What you return must match the records below exactly, down to each character.

(Referring expression pointing data)
::::::::

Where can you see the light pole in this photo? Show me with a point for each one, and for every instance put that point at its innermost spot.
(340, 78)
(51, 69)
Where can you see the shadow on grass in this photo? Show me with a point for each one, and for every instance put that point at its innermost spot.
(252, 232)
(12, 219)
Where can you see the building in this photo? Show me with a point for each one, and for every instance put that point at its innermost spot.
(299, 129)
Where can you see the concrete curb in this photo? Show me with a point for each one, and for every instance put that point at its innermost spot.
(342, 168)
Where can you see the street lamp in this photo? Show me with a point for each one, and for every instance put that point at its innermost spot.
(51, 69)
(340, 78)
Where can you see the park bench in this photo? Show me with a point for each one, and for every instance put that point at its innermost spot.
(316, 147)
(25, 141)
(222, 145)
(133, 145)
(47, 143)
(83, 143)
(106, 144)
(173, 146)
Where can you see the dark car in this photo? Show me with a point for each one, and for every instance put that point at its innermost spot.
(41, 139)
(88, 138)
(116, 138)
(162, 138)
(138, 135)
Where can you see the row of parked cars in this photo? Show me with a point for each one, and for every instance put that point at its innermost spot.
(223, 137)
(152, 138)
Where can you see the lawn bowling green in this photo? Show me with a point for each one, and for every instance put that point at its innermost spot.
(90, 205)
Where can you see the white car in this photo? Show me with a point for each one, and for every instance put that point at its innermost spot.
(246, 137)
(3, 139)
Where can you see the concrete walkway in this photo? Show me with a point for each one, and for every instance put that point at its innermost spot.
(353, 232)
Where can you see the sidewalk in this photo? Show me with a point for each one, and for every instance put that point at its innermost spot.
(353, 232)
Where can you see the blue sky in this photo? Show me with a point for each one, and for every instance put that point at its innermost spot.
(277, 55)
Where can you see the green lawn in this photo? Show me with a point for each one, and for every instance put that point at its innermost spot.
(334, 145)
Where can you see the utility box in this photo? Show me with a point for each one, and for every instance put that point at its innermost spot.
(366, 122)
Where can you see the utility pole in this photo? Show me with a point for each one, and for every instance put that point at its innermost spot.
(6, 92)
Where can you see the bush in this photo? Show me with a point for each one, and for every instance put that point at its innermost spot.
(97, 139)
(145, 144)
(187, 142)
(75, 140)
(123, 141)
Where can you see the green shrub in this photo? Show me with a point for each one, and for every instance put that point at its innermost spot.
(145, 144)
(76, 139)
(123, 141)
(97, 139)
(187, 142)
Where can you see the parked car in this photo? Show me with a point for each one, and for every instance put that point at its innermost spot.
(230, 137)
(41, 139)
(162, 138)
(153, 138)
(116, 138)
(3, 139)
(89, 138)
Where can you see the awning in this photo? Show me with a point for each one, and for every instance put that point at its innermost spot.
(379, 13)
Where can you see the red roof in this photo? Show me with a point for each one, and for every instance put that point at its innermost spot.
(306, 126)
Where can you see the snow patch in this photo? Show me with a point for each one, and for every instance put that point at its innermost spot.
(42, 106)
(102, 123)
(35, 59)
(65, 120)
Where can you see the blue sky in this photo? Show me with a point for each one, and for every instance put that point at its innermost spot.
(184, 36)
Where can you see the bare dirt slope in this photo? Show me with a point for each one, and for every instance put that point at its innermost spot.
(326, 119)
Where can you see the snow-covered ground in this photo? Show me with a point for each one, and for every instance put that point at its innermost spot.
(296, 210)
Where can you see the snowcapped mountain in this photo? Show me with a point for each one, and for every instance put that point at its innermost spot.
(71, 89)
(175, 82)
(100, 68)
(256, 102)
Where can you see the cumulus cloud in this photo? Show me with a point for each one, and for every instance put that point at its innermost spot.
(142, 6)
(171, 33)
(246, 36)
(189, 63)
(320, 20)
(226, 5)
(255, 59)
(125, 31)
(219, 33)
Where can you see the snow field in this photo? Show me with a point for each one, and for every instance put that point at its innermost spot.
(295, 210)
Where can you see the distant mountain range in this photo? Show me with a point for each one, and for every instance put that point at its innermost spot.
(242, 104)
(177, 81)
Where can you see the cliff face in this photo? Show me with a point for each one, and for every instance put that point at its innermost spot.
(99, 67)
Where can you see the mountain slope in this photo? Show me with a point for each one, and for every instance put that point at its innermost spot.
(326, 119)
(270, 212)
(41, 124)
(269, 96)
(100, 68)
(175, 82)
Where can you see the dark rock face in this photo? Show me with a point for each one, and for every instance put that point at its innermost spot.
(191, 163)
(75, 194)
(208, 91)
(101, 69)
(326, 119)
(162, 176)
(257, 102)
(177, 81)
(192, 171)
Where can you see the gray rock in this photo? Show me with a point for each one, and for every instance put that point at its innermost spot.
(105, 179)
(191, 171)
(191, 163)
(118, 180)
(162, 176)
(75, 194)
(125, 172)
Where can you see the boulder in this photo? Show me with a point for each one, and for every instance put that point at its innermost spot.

::::::::

» The answer:
Where can you see the light pole in this photo? Show me with a point for each one, and for every instance put that point at its innermost spot.
(340, 78)
(51, 69)
Where can you see the shadow on grass in this photo? Show me with a point for each one, and for every instance put that point at its innermost spot.
(252, 232)
(12, 219)
Where can you see the building in this photo? Show me with a point for each one, and for every instance put that point at its innermost spot.
(299, 129)
Where can you see the concrete curb in this photo? Show me with a point for each one, and for every instance put that point at its innermost spot.
(342, 168)
Where can you see the street lamp in this photo? Show me with a point for each one, and for every instance put that point at its innermost spot.
(51, 69)
(340, 78)
Where can you see the park bench in this photo? Show me with a point for each one, and for every instance put that point at its innermost spot.
(316, 147)
(25, 141)
(222, 145)
(133, 145)
(47, 143)
(83, 143)
(106, 144)
(173, 146)
Where can you see the dark car in this photo? Show me with a point for each one, and for every instance put that point at its innermost spot.
(41, 139)
(88, 138)
(116, 138)
(162, 138)
(138, 135)
Where can you see the row of parked cars in this photo? Show me with a point for each one, and for every instance put that point at its innermost spot.
(223, 137)
(152, 138)
Where can you see the lawn bowling green in this photo? Show me with a point for each one, and for every instance put that point at its innermost spot.
(90, 205)
Where can you see the white car in this photo? Show me with a point for each one, and for every instance put that point at its innermost spot.
(246, 137)
(3, 139)
Where can you see the concrete walkway in this photo? Show me with a point for each one, and for every instance put that point at its innermost spot.
(353, 232)
Where can you see the sidewalk in this photo? Show me with a point for each one, and for every instance put that point at its innermost spot.
(353, 232)
Where can you see the blue sky in this photo? Show me with a point for each one, and for every instance put that point at its innermost spot.
(277, 55)
Where can you see the green lawn in this photo? Show me with a point for each one, and for every instance put that point at its innermost spot.
(334, 145)
Where can you see the utility box in this photo? Show me with a point for each one, and for every instance put that point at its innermost spot.
(366, 122)
Where can you see the utility pole in this photo? Show me with a point for each one, and for every instance put that point at its innermost spot.
(6, 92)
Where can you see the bush in this photo? Show me with a point for each one, and for every instance put that point at its innermost spot.
(97, 139)
(145, 144)
(187, 142)
(75, 140)
(123, 141)
Where can you see the green shrub in this photo? Show me with a point for each one, and for every instance put that point at its innermost spot.
(145, 144)
(76, 139)
(123, 141)
(97, 139)
(187, 142)
Where can you see the parked car in this photo? Show me with a point for each one, and for every instance put that point at its innermost spot.
(230, 137)
(41, 139)
(162, 138)
(153, 138)
(116, 138)
(3, 139)
(89, 138)
Where can you see the awning in this photo? Show me with a point for each one, and for every instance put that point at its innermost spot.
(379, 13)
Where can you see the red roof in this photo? Show me with a point for each one, and for every instance put that point at its innermost spot.
(306, 126)
Where can you see the snow patch in this photo? Show me with a point for each one, and for every instance put that point at its innermost spot.
(42, 106)
(102, 123)
(35, 59)
(65, 120)
Where can you see the blue sky in this photo? Show me with a point for each one, and for every instance put that point at its innermost spot.
(184, 36)
Where can you see the bare dirt slope in this photo? Show me with a point for each one, and for every instance put that point at its innermost spot.
(326, 119)
Where can you see the snow-covered ground in this photo? Show me with a point for each one, and for every instance put that point at its innermost spot.
(296, 210)
Where can you see the snowcapped mountain in this photo? Show me with a point for each one, and for every instance put that point at its innermost spot.
(71, 89)
(175, 82)
(100, 68)
(256, 102)
Where can you see the cumulus cloud in this photo? Show me with a point for each one, and for every instance put that point at its innermost spot.
(142, 6)
(171, 33)
(246, 36)
(189, 63)
(320, 20)
(226, 5)
(255, 59)
(125, 31)
(219, 33)
Where can you see the snow field in this photo? Show me with a point for each one, and for every instance put that point at its innermost spot.
(295, 210)
Where can you see the distant mountain range in this photo? Show me with a point for each one, and for every instance put that point at its innermost spot.
(242, 104)
(177, 81)
Where can you see the cliff face in this photo? Show me with a point for each one, and for every instance put that point at its innermost spot.
(99, 67)
Where can you see the mountain slope in this photo? Show me with a point for each one, and for every instance put that point at its innermost spot.
(326, 119)
(270, 212)
(41, 124)
(269, 96)
(100, 68)
(175, 82)
Where can you see the dark rock face in this photo? Show me with a point for each one, and for every instance put that point at its innermost spot.
(191, 163)
(75, 194)
(208, 91)
(101, 69)
(326, 119)
(162, 176)
(257, 102)
(177, 81)
(192, 171)
Where can you see the gray rock in this photo? Show me with a point for each one, and for every instance put that point at its innermost spot.
(105, 179)
(191, 171)
(191, 163)
(118, 180)
(162, 176)
(75, 194)
(125, 172)
Where can you see the boulder in this photo? Show me with a point for each one, and for every instance put that point at its innermost spot.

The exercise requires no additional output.